**Rows from a pointing dataset:**

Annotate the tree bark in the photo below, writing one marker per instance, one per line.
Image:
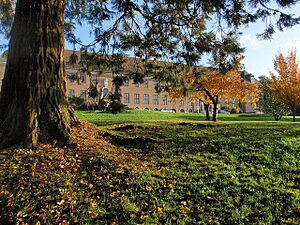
(33, 102)
(294, 115)
(215, 108)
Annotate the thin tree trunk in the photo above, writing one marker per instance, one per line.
(215, 112)
(294, 115)
(215, 108)
(33, 102)
(206, 107)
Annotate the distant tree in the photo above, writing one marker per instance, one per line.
(267, 101)
(229, 86)
(285, 83)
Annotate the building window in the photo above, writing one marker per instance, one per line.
(155, 99)
(165, 100)
(126, 98)
(83, 94)
(146, 99)
(83, 78)
(71, 93)
(72, 78)
(136, 98)
(146, 83)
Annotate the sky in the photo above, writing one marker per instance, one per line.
(259, 54)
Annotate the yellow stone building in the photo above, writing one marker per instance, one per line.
(135, 96)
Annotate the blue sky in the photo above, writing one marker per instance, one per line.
(259, 54)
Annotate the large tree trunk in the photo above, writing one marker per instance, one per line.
(33, 102)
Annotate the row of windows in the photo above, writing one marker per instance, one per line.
(136, 99)
(146, 99)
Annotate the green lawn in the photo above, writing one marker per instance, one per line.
(208, 173)
(101, 118)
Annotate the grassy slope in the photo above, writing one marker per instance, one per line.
(145, 116)
(158, 168)
(224, 173)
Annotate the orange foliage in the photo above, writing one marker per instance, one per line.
(230, 86)
(286, 85)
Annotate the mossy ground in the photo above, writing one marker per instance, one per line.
(175, 171)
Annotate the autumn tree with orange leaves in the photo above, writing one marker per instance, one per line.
(212, 87)
(230, 86)
(286, 81)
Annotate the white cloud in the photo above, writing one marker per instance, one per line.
(250, 40)
(289, 45)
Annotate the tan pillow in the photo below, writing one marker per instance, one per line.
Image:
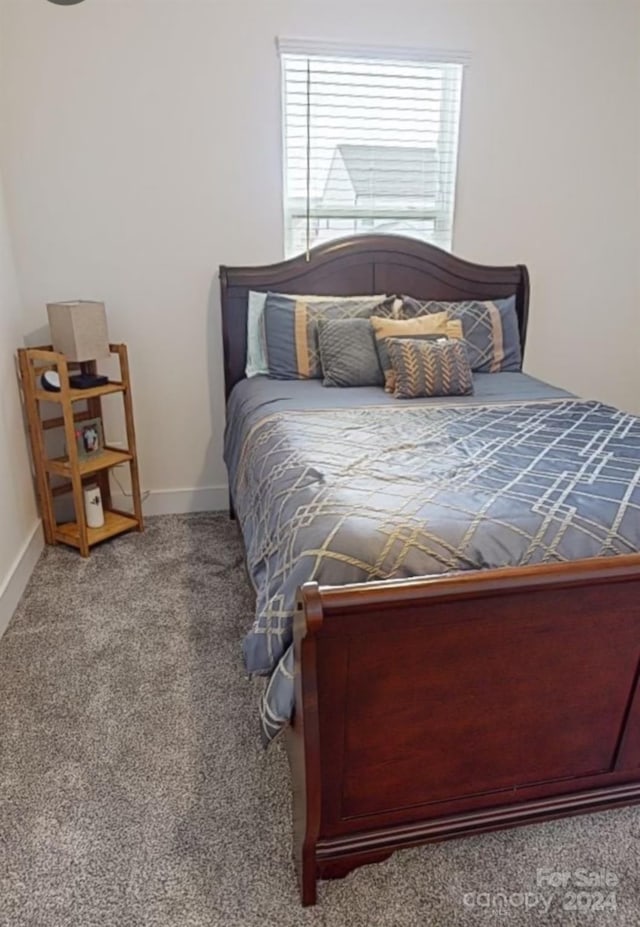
(435, 324)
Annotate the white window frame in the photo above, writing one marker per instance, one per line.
(443, 215)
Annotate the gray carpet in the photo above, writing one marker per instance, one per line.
(134, 791)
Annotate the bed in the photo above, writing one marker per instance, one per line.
(467, 696)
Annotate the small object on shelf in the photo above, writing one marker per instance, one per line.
(89, 438)
(88, 459)
(93, 506)
(50, 381)
(87, 380)
(79, 330)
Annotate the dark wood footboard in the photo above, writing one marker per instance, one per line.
(434, 708)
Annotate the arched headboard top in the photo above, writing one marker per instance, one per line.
(364, 265)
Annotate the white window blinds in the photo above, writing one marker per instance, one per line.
(370, 145)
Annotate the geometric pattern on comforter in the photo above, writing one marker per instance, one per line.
(354, 495)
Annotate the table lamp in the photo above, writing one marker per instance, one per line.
(79, 330)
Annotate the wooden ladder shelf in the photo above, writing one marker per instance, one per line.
(76, 472)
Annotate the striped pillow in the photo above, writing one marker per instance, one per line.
(490, 329)
(439, 367)
(387, 329)
(291, 329)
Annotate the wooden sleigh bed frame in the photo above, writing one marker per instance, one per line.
(439, 707)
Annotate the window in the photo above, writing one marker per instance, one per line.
(370, 144)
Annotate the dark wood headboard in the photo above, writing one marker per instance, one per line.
(364, 264)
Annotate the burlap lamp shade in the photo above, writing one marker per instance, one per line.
(79, 329)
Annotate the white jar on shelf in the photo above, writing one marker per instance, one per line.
(93, 507)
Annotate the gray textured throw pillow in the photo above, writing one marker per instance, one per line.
(348, 353)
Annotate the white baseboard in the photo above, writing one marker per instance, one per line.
(16, 581)
(179, 501)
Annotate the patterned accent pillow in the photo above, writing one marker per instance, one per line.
(348, 353)
(385, 329)
(291, 329)
(438, 367)
(490, 329)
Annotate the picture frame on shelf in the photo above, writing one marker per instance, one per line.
(89, 438)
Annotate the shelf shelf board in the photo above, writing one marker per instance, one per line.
(114, 523)
(77, 395)
(110, 457)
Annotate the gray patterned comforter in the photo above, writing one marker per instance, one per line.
(357, 494)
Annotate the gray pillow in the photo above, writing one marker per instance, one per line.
(348, 353)
(291, 329)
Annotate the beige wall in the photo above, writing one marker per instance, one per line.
(17, 508)
(142, 148)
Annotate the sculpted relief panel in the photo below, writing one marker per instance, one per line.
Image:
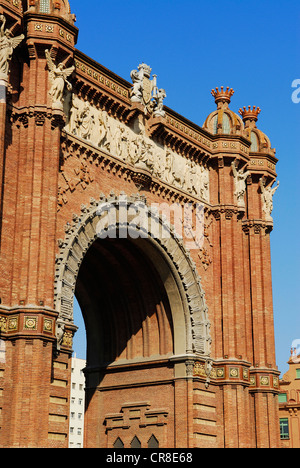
(131, 145)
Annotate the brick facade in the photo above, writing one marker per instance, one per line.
(173, 358)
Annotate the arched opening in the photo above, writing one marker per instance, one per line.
(124, 304)
(145, 317)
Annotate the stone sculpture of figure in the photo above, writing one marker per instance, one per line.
(240, 184)
(7, 46)
(267, 196)
(158, 109)
(59, 78)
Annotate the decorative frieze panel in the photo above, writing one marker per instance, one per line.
(237, 372)
(133, 147)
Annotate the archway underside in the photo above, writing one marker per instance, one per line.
(124, 304)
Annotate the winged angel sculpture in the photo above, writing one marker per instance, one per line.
(59, 77)
(7, 46)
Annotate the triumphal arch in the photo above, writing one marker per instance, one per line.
(159, 227)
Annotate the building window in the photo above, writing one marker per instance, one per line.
(284, 428)
(135, 443)
(44, 6)
(282, 398)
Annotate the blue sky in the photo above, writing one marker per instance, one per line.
(194, 46)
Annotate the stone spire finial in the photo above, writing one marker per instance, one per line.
(222, 97)
(250, 114)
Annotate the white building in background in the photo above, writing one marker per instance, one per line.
(76, 428)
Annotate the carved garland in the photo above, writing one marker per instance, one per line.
(80, 235)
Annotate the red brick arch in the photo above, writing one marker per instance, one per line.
(172, 261)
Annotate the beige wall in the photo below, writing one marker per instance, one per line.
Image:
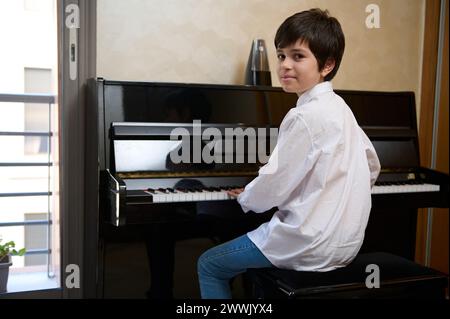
(208, 41)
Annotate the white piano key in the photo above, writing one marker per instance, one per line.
(414, 188)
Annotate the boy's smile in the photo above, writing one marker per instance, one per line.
(298, 69)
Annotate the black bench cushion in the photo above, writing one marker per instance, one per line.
(392, 269)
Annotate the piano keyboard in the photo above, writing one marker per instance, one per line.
(405, 188)
(170, 195)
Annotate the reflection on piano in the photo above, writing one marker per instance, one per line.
(135, 185)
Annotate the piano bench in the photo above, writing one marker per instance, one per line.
(398, 278)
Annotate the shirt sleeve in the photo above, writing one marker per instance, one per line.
(372, 159)
(290, 162)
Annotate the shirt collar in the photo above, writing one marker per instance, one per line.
(315, 91)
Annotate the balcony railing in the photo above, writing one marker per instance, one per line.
(40, 99)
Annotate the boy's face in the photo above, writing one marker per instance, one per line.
(298, 70)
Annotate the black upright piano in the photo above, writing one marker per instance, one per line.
(130, 181)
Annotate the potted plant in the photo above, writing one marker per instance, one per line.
(6, 251)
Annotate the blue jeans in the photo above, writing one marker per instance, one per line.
(219, 264)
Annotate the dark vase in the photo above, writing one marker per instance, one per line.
(258, 71)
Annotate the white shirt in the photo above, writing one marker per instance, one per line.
(321, 183)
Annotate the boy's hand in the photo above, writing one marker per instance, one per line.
(235, 192)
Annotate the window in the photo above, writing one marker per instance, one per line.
(37, 114)
(29, 203)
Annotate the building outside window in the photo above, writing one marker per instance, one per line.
(29, 207)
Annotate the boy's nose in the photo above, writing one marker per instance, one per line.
(286, 64)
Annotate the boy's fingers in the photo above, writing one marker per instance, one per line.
(235, 192)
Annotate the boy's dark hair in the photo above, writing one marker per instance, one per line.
(320, 31)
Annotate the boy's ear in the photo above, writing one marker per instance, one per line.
(328, 67)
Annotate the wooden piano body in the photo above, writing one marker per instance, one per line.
(389, 119)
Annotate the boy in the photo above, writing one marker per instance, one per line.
(320, 183)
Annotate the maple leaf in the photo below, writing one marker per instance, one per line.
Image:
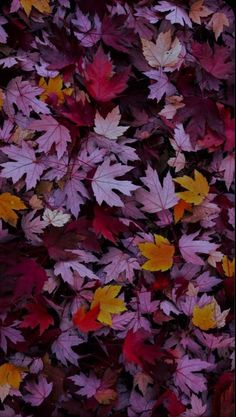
(8, 205)
(158, 197)
(80, 112)
(180, 208)
(23, 94)
(137, 351)
(116, 34)
(55, 134)
(37, 316)
(171, 403)
(162, 85)
(109, 127)
(54, 88)
(176, 14)
(38, 391)
(2, 96)
(25, 163)
(10, 375)
(30, 278)
(160, 254)
(109, 226)
(62, 347)
(86, 321)
(228, 266)
(41, 5)
(203, 317)
(104, 182)
(3, 33)
(216, 62)
(164, 53)
(32, 227)
(190, 247)
(217, 22)
(198, 11)
(55, 217)
(101, 82)
(88, 33)
(199, 112)
(228, 166)
(89, 384)
(198, 188)
(119, 264)
(198, 408)
(10, 333)
(185, 377)
(105, 297)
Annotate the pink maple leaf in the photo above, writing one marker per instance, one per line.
(185, 377)
(24, 163)
(104, 183)
(24, 96)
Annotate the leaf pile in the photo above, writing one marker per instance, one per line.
(116, 208)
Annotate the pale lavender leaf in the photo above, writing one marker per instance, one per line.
(24, 163)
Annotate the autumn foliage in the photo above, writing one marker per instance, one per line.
(116, 208)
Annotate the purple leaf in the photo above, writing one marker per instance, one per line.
(39, 391)
(158, 197)
(24, 162)
(55, 134)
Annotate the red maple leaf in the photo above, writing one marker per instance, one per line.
(135, 348)
(37, 316)
(101, 82)
(86, 321)
(106, 224)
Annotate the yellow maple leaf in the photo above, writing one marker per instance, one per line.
(198, 10)
(9, 203)
(10, 375)
(41, 5)
(106, 298)
(164, 53)
(198, 188)
(210, 316)
(204, 317)
(54, 86)
(217, 22)
(228, 266)
(160, 254)
(180, 208)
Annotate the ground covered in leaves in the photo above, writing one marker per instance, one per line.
(116, 208)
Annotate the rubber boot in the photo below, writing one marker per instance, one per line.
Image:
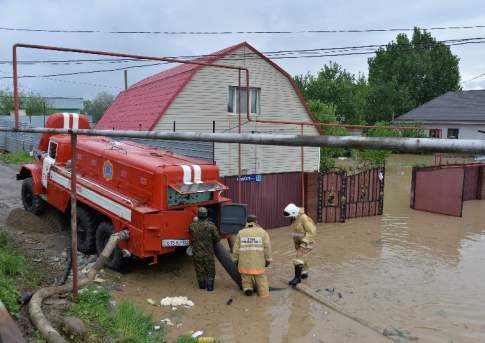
(297, 279)
(210, 284)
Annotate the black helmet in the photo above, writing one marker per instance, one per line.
(202, 213)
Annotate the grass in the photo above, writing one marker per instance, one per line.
(12, 266)
(15, 274)
(17, 157)
(125, 324)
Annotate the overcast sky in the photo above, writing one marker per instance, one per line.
(248, 15)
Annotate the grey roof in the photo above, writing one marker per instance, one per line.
(67, 103)
(461, 106)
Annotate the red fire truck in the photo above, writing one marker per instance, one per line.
(123, 185)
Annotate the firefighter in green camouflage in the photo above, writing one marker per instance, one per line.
(204, 236)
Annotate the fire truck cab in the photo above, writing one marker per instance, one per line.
(123, 185)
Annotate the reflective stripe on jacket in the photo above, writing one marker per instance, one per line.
(252, 248)
(304, 231)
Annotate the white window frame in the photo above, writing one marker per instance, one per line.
(235, 103)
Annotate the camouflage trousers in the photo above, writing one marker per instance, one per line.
(204, 267)
(258, 281)
(302, 256)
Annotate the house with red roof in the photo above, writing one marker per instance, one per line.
(200, 98)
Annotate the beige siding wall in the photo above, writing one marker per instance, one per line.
(205, 99)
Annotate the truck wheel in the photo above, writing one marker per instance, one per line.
(103, 233)
(32, 203)
(86, 231)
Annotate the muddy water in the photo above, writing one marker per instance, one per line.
(407, 270)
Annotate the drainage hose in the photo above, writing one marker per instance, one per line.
(35, 306)
(224, 257)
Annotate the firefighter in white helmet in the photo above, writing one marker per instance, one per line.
(252, 254)
(304, 232)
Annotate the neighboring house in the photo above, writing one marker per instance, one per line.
(456, 114)
(193, 98)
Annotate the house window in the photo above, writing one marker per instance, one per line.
(233, 100)
(453, 133)
(434, 133)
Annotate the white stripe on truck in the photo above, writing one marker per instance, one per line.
(187, 174)
(197, 173)
(75, 121)
(66, 120)
(96, 198)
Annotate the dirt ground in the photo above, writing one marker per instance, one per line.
(407, 270)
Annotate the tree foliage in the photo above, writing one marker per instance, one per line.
(33, 103)
(334, 86)
(409, 72)
(98, 105)
(404, 74)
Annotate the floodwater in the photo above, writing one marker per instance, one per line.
(413, 271)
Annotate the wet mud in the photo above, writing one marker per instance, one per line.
(414, 273)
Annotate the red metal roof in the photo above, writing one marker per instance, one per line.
(141, 106)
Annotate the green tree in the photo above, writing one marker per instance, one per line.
(98, 105)
(33, 103)
(326, 114)
(335, 86)
(409, 72)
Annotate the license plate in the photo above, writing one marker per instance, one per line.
(175, 243)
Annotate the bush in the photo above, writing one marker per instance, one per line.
(17, 157)
(126, 324)
(9, 295)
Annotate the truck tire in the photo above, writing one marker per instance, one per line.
(116, 261)
(32, 203)
(87, 224)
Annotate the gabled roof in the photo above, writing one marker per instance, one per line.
(461, 106)
(142, 105)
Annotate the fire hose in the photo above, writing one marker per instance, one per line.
(35, 305)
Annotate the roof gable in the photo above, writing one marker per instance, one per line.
(452, 106)
(142, 105)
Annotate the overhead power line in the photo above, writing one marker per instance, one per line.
(132, 32)
(275, 55)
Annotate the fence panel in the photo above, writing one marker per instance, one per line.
(365, 193)
(332, 204)
(267, 195)
(470, 186)
(438, 189)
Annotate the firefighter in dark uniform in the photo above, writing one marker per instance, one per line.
(204, 236)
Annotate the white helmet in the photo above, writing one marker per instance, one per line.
(291, 210)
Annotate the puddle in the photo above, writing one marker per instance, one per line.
(407, 270)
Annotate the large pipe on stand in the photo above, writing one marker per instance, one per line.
(412, 145)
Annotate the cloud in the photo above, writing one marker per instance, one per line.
(221, 16)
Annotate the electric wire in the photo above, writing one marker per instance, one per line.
(132, 32)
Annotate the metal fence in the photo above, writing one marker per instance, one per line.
(267, 195)
(337, 195)
(16, 141)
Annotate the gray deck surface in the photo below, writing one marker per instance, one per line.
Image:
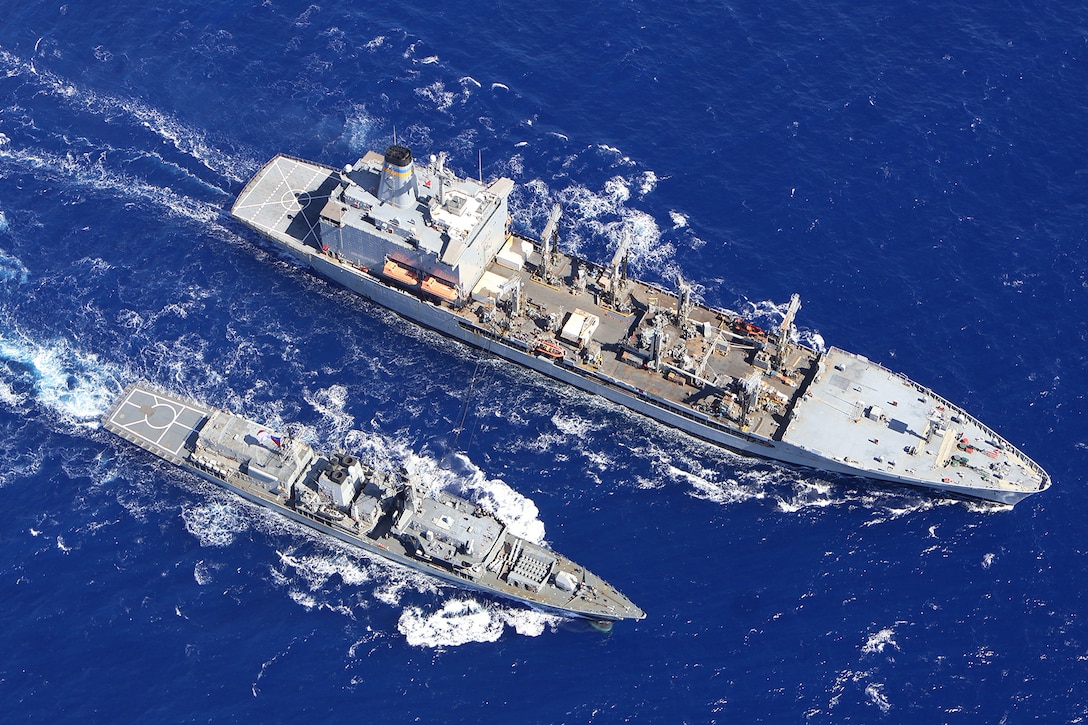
(155, 421)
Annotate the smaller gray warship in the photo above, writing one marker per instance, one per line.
(388, 516)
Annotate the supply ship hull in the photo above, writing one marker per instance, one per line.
(383, 514)
(436, 249)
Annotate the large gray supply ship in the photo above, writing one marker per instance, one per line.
(383, 514)
(436, 248)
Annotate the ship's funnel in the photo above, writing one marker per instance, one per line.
(397, 184)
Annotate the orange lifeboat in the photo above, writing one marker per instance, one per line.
(745, 328)
(400, 273)
(440, 289)
(548, 348)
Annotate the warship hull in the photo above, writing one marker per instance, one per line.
(829, 437)
(225, 450)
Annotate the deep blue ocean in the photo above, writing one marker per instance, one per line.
(917, 172)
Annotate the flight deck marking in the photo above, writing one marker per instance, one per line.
(161, 416)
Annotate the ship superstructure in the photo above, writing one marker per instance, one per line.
(387, 515)
(436, 248)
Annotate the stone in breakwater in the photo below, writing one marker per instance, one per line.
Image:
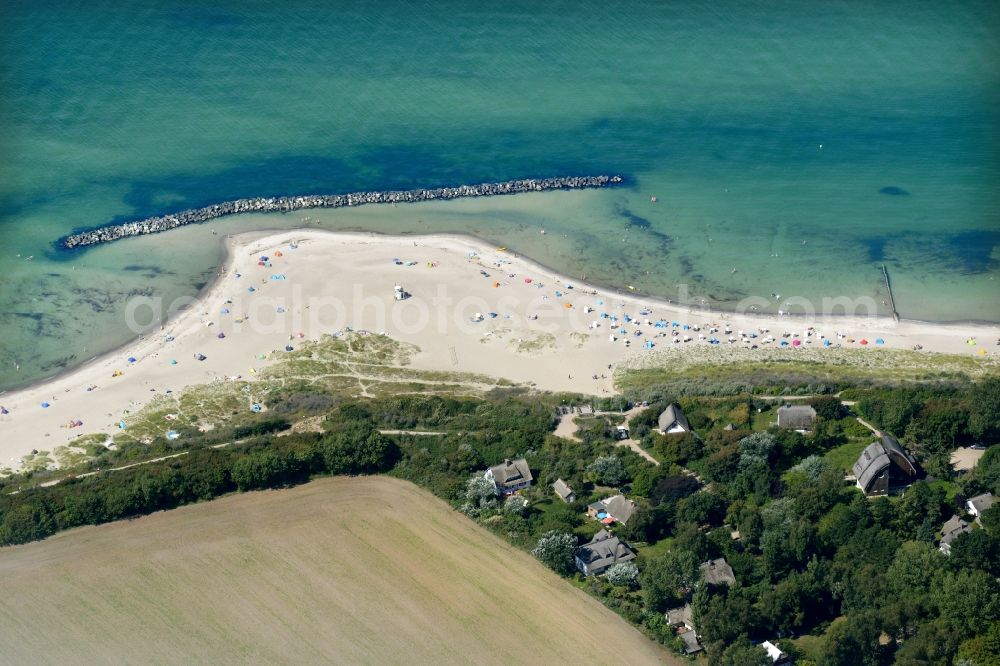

**PROBLEM:**
Print once more, exactly, the lines from the one with "Annotate the warship" through the last line of the data, both ends included, without any pictures.

**TASK RESULT:**
Annotate the warship hull in the photo above, writing one marker per instance, one per line.
(829, 437)
(225, 450)
Annotate the deep blue ocean in the photo above, writing one marker per instance, one per line.
(917, 172)
Annotate the flight deck marking in the photo above, writing one marker per instance, one per line.
(161, 416)
Annotate the ship superstructure in the photo above, writing one marker per instance, one per line.
(387, 515)
(436, 248)
Annotate the stone in breakwater in the photo below, writing one marker per instance, one per line.
Image:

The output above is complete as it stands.